== Requisitos ==
En el texto sobre Hume, resume en forma de lista el párrafo que empieza «Concluimos. La crítica de Hume» y conserva sus ideas principales.
══ Texto proporcionado ══
Hume establece como principio general el carácter a
posteriori e injustificable de la relación causa-efecto.
Si el orden de las ideas se deriva del de las impresiones, y las
verdades apodícticas son, al cabo, tautologías,
deducimos que éstas no son capaces de reflejar la realidad
objetivamente, ni aquéllas pueden lograr el valor de
verdad más que de un modo convencional o intersubjetivo.
Las causas y los efectos son, para Hume, simples divisiones
imaginarias que el hombre
traza sobre el mundo, a modo de meridianos y paralelos, con el
fin de lograr en él cierta capacidad de acción. No
es, entonces, la causa la que genera el efecto, como nos
enseña la razón práctica, sino que es el
mismo efecto el que, retrotrayéndose por la fuerza de la
Costumbre, se convierte en causa abstracta. Apunta Hume al "giro
copernicano" de Kant al
despreciar aquellas formulaciones oscuras sobre los entes que,
sin embargo, descuidan el estatuto del sujeto, al que equiparan a
una cosa más de la naturaleza. El
sujeto en Hume, por el contrario, es fenomenológico,
inmanente, carente de cualidades, compuesto tan sólo por
las relaciones que establece con la realidad; una realidad, dicho
sea de paso, puramente subjetiva, construida siempre de nuevo y
sin más fines que serle útil al sujeto en cada
momento.
Concluimos. La crítica de Hume no sólo
apunta a la metafísica, sino a la misma ciencia, que
basa la certeza de los enunciados en su verificación
empírica (esto es, en el grado de repetición de lo
previsto por ellos), sin reparar en que es la experiencia la que
sostiene al razonamiento y no a la inversa. No es que los hechos
confirmen una teoría,
sino que la conforman efectivamente desde el momento en que son
tomados como reglas para otros hechos, hechos cuya regularidad
nadie –excepto la regla- nos asegura. El sustrato de la
racionalidad es la irracionalidad, lo inarmónico, lo
caótico. Todo lo que no sea un hecho perece en su propio
discurso, pero
el hecho puro es inaprehensible, luego la única salida
(¿racional?) del hombre es la
ataraxia y la resignación irónica ante los
acontecimientos.
═══
══ Datos proporcionados ══
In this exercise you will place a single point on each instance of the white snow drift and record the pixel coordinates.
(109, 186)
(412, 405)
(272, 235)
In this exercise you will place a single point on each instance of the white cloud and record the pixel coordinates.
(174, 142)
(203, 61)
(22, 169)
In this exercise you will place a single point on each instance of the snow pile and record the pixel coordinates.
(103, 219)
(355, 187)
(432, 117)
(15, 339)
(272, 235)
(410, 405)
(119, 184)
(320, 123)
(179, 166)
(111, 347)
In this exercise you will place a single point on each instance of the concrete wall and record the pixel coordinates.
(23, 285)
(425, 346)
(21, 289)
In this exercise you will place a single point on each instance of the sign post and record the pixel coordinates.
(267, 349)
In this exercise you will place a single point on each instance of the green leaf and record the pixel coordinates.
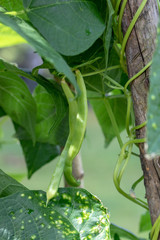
(8, 185)
(17, 101)
(145, 222)
(8, 37)
(153, 115)
(121, 232)
(73, 214)
(51, 128)
(40, 45)
(12, 5)
(70, 27)
(38, 155)
(119, 106)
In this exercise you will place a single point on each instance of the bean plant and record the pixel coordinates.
(82, 46)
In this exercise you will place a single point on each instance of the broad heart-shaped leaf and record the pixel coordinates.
(8, 185)
(73, 215)
(12, 5)
(51, 127)
(15, 6)
(153, 115)
(39, 44)
(8, 37)
(119, 107)
(70, 27)
(145, 222)
(17, 101)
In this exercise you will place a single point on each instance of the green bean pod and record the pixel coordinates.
(79, 130)
(57, 175)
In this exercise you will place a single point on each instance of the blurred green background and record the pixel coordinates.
(98, 161)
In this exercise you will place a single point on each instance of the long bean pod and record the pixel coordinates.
(79, 130)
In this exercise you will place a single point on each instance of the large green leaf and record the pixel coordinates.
(119, 106)
(73, 214)
(8, 37)
(153, 116)
(8, 185)
(51, 128)
(12, 5)
(17, 101)
(39, 43)
(70, 27)
(145, 222)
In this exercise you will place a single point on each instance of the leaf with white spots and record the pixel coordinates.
(9, 185)
(153, 115)
(74, 214)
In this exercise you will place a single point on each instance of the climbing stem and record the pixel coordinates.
(130, 28)
(155, 229)
(120, 20)
(118, 172)
(137, 75)
(117, 6)
(129, 103)
(113, 121)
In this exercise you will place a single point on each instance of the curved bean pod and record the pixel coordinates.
(79, 130)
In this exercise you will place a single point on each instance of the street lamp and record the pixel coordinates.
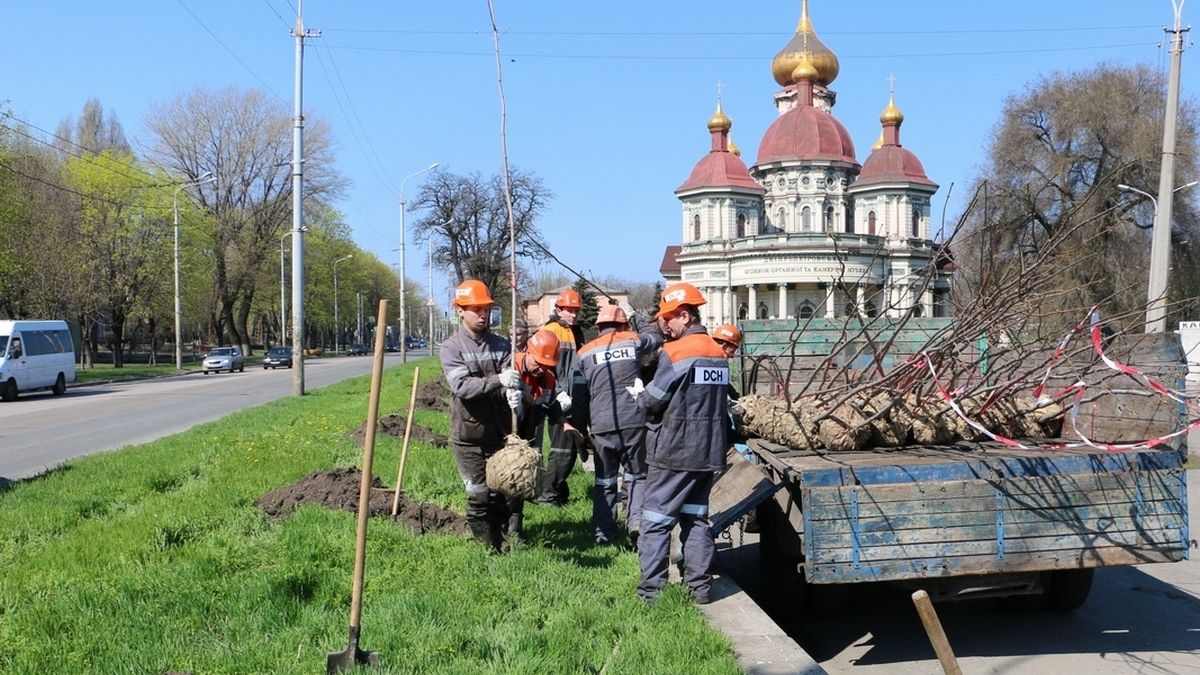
(337, 324)
(1156, 288)
(207, 177)
(403, 324)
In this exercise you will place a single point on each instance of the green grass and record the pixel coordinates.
(155, 559)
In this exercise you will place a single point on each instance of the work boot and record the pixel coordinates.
(516, 530)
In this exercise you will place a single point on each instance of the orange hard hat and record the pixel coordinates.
(569, 299)
(611, 314)
(544, 347)
(677, 294)
(472, 293)
(729, 333)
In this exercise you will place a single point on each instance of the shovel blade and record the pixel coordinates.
(340, 661)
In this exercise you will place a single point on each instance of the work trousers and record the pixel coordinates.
(676, 497)
(612, 453)
(487, 512)
(563, 448)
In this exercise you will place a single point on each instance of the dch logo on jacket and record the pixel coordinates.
(687, 405)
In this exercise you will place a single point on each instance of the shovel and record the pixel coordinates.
(353, 656)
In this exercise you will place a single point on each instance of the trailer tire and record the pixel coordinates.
(1067, 589)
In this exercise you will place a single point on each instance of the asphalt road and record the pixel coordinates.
(39, 430)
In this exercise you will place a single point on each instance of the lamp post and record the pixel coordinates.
(337, 324)
(403, 326)
(1156, 288)
(207, 177)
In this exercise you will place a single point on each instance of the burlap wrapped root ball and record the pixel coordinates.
(515, 470)
(772, 419)
(886, 431)
(928, 422)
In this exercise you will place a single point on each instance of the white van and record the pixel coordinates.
(35, 354)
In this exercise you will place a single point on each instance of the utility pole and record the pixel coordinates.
(1161, 242)
(299, 34)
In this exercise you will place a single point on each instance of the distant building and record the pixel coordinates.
(539, 309)
(807, 231)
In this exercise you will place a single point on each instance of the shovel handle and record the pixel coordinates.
(403, 451)
(360, 539)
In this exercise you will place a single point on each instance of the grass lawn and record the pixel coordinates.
(155, 559)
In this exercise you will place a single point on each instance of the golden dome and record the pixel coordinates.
(804, 70)
(719, 121)
(823, 59)
(892, 114)
(733, 147)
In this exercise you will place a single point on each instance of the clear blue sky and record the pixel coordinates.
(607, 101)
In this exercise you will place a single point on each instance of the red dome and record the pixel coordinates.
(893, 163)
(805, 133)
(720, 168)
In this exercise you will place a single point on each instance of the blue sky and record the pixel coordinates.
(607, 101)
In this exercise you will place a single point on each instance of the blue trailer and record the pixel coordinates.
(967, 520)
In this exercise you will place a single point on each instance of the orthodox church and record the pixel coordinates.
(807, 231)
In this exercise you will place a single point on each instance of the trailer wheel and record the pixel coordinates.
(1067, 589)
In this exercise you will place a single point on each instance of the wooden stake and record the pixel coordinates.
(936, 635)
(403, 449)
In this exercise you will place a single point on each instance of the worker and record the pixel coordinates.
(565, 440)
(532, 395)
(685, 406)
(610, 364)
(473, 359)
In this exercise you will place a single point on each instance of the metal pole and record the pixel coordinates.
(299, 33)
(403, 315)
(1161, 242)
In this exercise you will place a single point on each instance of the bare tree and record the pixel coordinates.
(244, 137)
(467, 219)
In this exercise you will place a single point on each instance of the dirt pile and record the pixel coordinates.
(339, 489)
(394, 425)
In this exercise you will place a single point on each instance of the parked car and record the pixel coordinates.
(223, 358)
(277, 357)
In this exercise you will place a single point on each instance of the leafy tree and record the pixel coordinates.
(1049, 214)
(245, 139)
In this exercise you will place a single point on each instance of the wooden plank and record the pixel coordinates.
(898, 569)
(1039, 491)
(1153, 527)
(1066, 543)
(1098, 515)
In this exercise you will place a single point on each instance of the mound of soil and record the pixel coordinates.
(339, 489)
(394, 426)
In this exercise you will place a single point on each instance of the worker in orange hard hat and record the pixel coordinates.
(687, 411)
(473, 359)
(567, 438)
(611, 364)
(531, 393)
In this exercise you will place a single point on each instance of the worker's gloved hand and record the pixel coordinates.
(510, 378)
(514, 398)
(564, 401)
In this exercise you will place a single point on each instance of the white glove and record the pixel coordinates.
(510, 378)
(636, 388)
(564, 401)
(514, 398)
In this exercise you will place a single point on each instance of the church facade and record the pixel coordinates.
(807, 231)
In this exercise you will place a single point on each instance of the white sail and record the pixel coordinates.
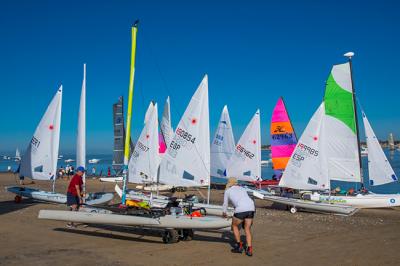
(187, 160)
(222, 146)
(391, 142)
(148, 112)
(40, 159)
(17, 155)
(245, 163)
(144, 162)
(81, 135)
(305, 168)
(379, 169)
(166, 127)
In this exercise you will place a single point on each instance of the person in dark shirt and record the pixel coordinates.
(75, 193)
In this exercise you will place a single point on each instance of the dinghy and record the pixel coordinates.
(186, 162)
(175, 223)
(40, 159)
(304, 171)
(245, 163)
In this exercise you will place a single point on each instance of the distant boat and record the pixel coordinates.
(364, 151)
(266, 162)
(94, 161)
(17, 155)
(391, 142)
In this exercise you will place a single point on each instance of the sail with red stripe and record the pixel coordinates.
(283, 138)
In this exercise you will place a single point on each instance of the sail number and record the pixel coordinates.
(308, 149)
(35, 142)
(142, 146)
(185, 135)
(242, 150)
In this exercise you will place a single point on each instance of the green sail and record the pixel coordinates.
(339, 99)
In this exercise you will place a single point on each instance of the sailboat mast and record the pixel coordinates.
(129, 111)
(350, 55)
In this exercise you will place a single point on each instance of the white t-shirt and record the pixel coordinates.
(239, 199)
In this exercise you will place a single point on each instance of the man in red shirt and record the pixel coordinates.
(74, 192)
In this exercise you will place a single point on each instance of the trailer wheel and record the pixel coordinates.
(17, 199)
(170, 236)
(187, 234)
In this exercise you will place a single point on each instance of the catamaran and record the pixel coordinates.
(123, 215)
(330, 149)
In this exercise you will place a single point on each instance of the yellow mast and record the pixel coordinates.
(129, 111)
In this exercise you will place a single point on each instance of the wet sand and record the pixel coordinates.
(370, 237)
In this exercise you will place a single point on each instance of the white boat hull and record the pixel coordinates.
(364, 201)
(161, 201)
(48, 196)
(154, 188)
(313, 206)
(112, 179)
(167, 221)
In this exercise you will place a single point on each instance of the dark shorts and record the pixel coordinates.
(244, 215)
(72, 199)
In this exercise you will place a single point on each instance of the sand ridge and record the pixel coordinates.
(370, 237)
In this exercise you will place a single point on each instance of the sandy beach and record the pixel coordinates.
(370, 237)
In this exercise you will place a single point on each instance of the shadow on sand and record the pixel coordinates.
(11, 206)
(140, 233)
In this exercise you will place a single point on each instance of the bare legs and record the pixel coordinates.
(247, 230)
(248, 222)
(235, 228)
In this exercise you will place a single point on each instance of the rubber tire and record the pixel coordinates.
(170, 236)
(17, 199)
(187, 234)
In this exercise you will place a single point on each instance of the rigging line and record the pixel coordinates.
(157, 66)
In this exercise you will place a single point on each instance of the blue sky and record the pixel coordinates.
(253, 52)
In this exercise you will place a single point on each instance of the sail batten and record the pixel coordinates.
(222, 146)
(379, 169)
(144, 162)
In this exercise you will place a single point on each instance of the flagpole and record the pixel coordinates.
(129, 111)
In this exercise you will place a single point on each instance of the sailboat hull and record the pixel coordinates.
(161, 201)
(167, 221)
(365, 201)
(48, 196)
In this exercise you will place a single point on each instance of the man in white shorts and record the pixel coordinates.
(243, 213)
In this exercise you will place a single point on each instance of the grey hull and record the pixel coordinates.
(48, 196)
(313, 206)
(168, 221)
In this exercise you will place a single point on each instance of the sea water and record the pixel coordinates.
═══
== Respuesta ==
- La crítica de Hume se dirige no solo a la metafísica, sino también a la ciencia.
- La ciencia basa la certeza de sus enunciados en la verificación empírica, es decir, en el grado de repetición de lo que prevén.
- La ciencia no advierte que la experiencia sostiene al razonamiento, y no a la inversa.
- Los hechos no confirman una teoría. La conforman desde el momento en que se toman como reglas para otros hechos, cuya regularidad solo asegura la regla.
- El sustrato de la racionalidad es la irracionalidad: lo inarmónico y lo caótico.
- Todo lo que no sea un hecho perece en su propio discurso, pero el hecho puro es inaprehensible.
- Por ello, la única salida del hombre es la ataraxia y la resignación irónica ante los acontecimientos.